Your instructions —
Reproduce the following lines verbatim, keeping every character unchanged.
___ Material to process ___
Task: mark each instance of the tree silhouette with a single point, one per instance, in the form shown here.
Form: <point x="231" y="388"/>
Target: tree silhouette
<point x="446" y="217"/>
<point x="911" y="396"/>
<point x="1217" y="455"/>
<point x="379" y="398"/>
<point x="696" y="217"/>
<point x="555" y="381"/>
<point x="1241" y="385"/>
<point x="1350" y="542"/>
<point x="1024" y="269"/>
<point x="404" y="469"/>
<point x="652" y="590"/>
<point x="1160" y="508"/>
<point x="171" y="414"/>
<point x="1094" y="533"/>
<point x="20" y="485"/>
___
Exercise result —
Task: mark each instance of the tree silhouette with a single point, one per instance, in the form shown here.
Form: <point x="231" y="388"/>
Target: tree silhouette
<point x="446" y="217"/>
<point x="911" y="396"/>
<point x="1217" y="455"/>
<point x="379" y="398"/>
<point x="696" y="217"/>
<point x="555" y="381"/>
<point x="1241" y="385"/>
<point x="1350" y="542"/>
<point x="1024" y="269"/>
<point x="404" y="469"/>
<point x="652" y="590"/>
<point x="1160" y="508"/>
<point x="171" y="414"/>
<point x="1094" y="533"/>
<point x="20" y="485"/>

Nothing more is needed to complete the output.